===== Document segment
Is Trump the closest we've come to losing our democratic government

Refresh my memory: how exactly did the Russians “hijack” the 2016 election? The only thing that comes to mind is that the Russians hacked a Democratic email server and released embarrassing but true information that might have cost the Democrats votes. Yes, it’s disturbing that a foreign national government interceded in the presidential election process; but would people be screaming as loudly if, say, the Israelis had released compromising information about Trump?

There is this awesome document that explains in exquisite detail all that the Russians did to compromise our election in 2016. You only need to read the first half of it, and some parts are blotted out, so you don’t have to read those either. You’d do well to acquaint yourself with it.

  1. At this late date I find it surprising that this is the only thing that comes to mind.
  2. That “screaming” adjective to describe people that have opposing opinions is getting a bit moldy…but since it tells us exactly what your position is, I guess it does come in handy.

I was thinking again about this question today, and I realized something ironic.

I recently listened to a podcast about how we pick a president, which went into some detail about how we came to have our present nominating process. That process was made vastly MORE democratic in the late 1960s and early 1970s largely in response to the 1968 Democratic nominating process. (More than just the convention, but motivated in large part by what happened at the convention). The Republican party implemented the same or similar democratic reforms, which put the nomination decision much more clearly in the hands of the party’s voters, and took it away from state and national party officials.

Ironically, I think most would agree that under the less democratic system, no way does Trump even get nominated. So the Trump presidency only occurs due to a high level of democracy in the strict sense.

I wonder how much it plays a role in our current highly polarized circumstances. The old smoke filled rooms way of choosing nominees had bad consequences, but so does the newer more democratic way, considering that the people are more likely to vote for someone who promises them each $1,000 and a pony without raising taxes than for someone who promises to raise the cost of fossil fuels to their true-cost levels to combat climate change.

If the election processes were better designed, I wouldn’t care how parties select their candidates.

The USA a democracy? Russia is a democracy, Iran is a democracy, North Korea is not anly a democracy, but a *popular *one! Democracy is not the relevant thing to have, the Rule of Law is, democracy is a means to that end or it becomes totally hollow and meaningless. So, the battle was lost long ago.
No, you are no longer a *functioning *democracy as you no longer enjoy the Rule of Law. Sorry. It was nice while the pretence of this not being so could he held up.

Only to the extent that Manhattan lies somewhere in the middle between Queens and Los Angeles.

Seriously? You infodump a 448 page document and tell me “it’s all in there”? Well guess what, I actually sat down and read the whole goddamn thing (have you?) and it backed up my original statement.
==========
===== Data listing
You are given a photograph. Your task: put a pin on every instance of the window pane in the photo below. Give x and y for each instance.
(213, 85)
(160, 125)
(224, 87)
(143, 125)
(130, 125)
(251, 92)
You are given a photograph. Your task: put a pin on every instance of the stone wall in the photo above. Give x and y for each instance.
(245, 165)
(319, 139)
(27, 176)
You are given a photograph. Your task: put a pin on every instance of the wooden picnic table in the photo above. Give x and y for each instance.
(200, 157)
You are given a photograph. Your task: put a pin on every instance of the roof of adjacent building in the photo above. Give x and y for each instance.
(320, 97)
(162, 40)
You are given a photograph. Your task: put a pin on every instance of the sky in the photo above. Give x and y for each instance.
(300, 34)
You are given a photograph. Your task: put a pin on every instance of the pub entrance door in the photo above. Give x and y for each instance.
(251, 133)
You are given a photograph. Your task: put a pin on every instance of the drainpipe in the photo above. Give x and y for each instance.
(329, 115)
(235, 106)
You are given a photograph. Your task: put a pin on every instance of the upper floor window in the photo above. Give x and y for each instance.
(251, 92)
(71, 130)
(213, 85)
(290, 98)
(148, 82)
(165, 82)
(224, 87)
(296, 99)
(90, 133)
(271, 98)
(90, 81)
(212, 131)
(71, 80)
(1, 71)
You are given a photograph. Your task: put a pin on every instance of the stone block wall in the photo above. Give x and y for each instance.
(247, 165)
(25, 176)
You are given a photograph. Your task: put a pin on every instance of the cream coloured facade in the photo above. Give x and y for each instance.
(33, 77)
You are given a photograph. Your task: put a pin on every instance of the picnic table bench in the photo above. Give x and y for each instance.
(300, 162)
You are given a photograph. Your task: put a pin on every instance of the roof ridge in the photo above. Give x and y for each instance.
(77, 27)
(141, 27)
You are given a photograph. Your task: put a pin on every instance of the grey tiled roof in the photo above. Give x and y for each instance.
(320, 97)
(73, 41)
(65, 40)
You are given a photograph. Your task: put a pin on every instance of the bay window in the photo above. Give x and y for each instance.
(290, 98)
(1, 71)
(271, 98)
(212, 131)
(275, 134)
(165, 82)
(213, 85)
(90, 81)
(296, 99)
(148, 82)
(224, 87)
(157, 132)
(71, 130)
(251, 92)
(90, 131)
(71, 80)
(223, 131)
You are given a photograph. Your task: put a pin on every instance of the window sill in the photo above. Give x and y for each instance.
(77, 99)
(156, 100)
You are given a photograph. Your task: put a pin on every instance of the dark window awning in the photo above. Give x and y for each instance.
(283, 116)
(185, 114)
==========
*Actions to take*.
1/ In the discussion, during which years was the presidential nominating process made much more democratic?
2/ Gather every line of the records that contains the string "window". Case counts.

*Full answers*.
1/ In the late 1960s and early 1970s.

2/
You are given a photograph. Your task: put a pin on every instance of the window pane in the photo below. Give x and y for each instance.
You are given a photograph. Your task: put a pin on every instance of the upper floor window in the photo above. Give x and y for each instance.
You are given a photograph. Your task: put a pin on every instance of the bay window in the photo above. Give x and y for each instance.
You are given a photograph. Your task: put a pin on every instance of the window sill in the photo above. Give x and y for each instance.
You are given a photograph. Your task: put a pin on every instance of the dark window awning in the photo above. Give x and y for each instance.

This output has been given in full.